● What needs to be done
Can you recast the material from the line containing "Target: man" through its end, both ends included, as a JSON list of strings with one string per line and blank lines left out?

● Material to process
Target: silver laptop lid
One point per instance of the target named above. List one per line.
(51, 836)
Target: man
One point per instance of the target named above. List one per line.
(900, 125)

● Solution to the problem
[
  "Target: man",
  "One point per instance of the target named above. List one per line.",
  "(900, 125)"
]